# Provided passage
--- BEGIN ---

> This is not written anywhere explicitly in the docs.
It absolutely is. I'll use the Elixir docs as my source:
> A non-temporary child process may later be restarted by the supervisor.
And, further up in the docs when talking about the circumstances under which a supervisor will restart a child that has terminated: [0]
Restart values (:restart)
The :restart option controls what the supervisor should consider to be a
successful termination or not. If the termination is successful, the
supervisor won't restart the child. If the child process crashed, the
supervisor will start a new one.
The following restart values are supported in the :restart option:
:permanent - the child process is always restarted.
:temporary - the child process is never restarted, regardless of the
supervision strategy: any termination (even abnormal) is considered
successful.
:transient - the child process is restarted only if it terminates
abnormally, i.e., with an exit reason other than :normal, :shutdown, or
{:shutdown, term}.
For a more complete understanding of the exit reasons and their impact, see
the "Exit reasons and restarts" section.
And the "Exit reasons and restarts" section says: [1]
> A supervisor restarts a child process depending on its :restart configuration. For example, when :restart is set to :transient, the supervisor does not restart the child in case it exits with reason :normal, :shutdown or {:shutdown, term}.
You go on to say:
> But here I have synchronous function [to affect the state of a supervisor] with no indication or warnings that it’s a message.

--- END ---

# Records provided
--- BEGIN ---

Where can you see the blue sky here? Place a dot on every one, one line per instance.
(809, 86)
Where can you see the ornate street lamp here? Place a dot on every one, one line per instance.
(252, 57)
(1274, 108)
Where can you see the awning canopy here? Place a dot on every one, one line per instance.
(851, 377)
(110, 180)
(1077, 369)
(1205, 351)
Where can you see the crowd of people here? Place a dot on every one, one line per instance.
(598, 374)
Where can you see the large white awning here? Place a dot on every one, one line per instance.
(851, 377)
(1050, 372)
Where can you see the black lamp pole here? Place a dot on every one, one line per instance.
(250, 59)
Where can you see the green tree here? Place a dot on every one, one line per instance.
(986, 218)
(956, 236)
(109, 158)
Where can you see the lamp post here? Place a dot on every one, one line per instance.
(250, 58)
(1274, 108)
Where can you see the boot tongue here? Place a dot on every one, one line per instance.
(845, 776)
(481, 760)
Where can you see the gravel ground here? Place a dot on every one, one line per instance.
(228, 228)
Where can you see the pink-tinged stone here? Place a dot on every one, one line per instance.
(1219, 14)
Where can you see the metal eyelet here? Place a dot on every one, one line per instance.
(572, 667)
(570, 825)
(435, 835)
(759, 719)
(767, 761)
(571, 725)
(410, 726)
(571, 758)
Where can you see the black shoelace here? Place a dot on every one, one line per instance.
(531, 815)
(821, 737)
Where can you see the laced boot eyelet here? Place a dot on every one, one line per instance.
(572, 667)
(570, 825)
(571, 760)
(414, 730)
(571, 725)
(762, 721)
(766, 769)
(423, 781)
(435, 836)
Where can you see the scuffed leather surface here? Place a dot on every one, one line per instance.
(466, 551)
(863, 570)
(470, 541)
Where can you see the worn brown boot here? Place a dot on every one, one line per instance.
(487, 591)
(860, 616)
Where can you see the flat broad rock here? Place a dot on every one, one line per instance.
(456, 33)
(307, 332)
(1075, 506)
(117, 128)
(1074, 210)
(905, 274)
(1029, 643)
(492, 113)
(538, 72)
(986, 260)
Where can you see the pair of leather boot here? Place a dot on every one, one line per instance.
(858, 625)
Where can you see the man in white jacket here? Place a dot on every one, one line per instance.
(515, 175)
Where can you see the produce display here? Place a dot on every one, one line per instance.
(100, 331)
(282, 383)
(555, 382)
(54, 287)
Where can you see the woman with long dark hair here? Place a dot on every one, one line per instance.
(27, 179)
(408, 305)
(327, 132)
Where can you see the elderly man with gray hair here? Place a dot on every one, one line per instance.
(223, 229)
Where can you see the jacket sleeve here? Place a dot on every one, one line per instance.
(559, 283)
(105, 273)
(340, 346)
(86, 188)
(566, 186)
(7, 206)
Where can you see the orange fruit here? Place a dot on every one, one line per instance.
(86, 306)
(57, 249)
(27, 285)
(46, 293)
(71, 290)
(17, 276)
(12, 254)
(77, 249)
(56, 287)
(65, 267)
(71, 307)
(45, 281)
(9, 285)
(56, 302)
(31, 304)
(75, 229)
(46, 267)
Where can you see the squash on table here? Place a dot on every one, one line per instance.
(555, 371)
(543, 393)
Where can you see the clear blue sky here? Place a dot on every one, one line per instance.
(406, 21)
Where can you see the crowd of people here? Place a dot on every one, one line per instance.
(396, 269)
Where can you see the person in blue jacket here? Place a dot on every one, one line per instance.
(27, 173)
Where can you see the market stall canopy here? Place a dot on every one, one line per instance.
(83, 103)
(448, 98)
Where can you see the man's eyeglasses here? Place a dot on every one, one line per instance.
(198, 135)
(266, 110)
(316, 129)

--- END ---

# Exercise requirements
[1] Rewrite the Elixir supervisor post between "It absolutely is." and "Restart values (:restart)", inclusive, putting "supervising process" in place of "supervisor".
[2] Carry on the Elixir supervisor post from the point where it stops.

# Task responses
[1]
It absolutely is. I'll use the Elixir docs as my source:
> A non-temporary child process may later be restarted by the supervising process.
And, further up in the docs when talking about the circumstances under which a supervising process will restart a child that has terminated: [0]
Restart values (:restart)

[2]
Before I get into that, I have two questions for you:
1) How do you affect an Erlang or Elixir process without sending it a message? The docs for Processes [2] don't indicate any other way.
2) Have you never seen or written a function that does not return until it receives the response to an async operation?
Continuing on... from the top of the Supervisor docs, we see:
> A supervisor is a process which supervises other processes, which we refer to as child processes.
"A supervisor is a process...", straight off the bat. That's super clear and explicit, but I'll keep walking through the docs to show you how else this information is communicated to the reader.
If we read on, we see that the first argument to the 'stop_child/2' and 'delete_child/2' functions is of type 'supervisor()', which is defined as '@type supervisor() :: pid() | name() | {atom(), node()}'. What are these? Well, check the docs for how you start a Supervisor. [3] They say three interesting things:
1) The second argument to 'start_link/2' is of type 'option()', which is defined as '{:name, name()}', and 'name()' is defined as 'atom() | {:global, term()} | {:via, module(), term()}' . Keep those types in mind.
2) "If the supervisor and all child processes are successfully spawned (if the start function of each child process returns {:ok, child}, {:ok, child, info}, or :ignore), this function returns {:ok, pid}, where pid is the PID of the supervisor. If the supervisor is given a name and a process with the specified name already exists, the function returns {:error, {:already_started, pid}}, where pid is the PID of that process."
Notice how often it talks about "spawning" the supervisor and returning a PID, and saying that that PID is the PID of the supervisor you just created, or of a named supervisor that already exists.
3) "The options can also be used to register a supervisor name. The supported values are described under the "Name registration" section in the GenServer module docs."
Let's look at the "Name registration" section. [4] I'm not going to quote the whole thing because it'd be a nightmare to reformat sensibly, but the two key sections are
> Both start_link/3 and start/3 support the GenServer to register a name on start via the :name option. Registered names are also automatically cleaned up on termination. The supported values are: an atom ... {:global, term} ... {:via, module, term}...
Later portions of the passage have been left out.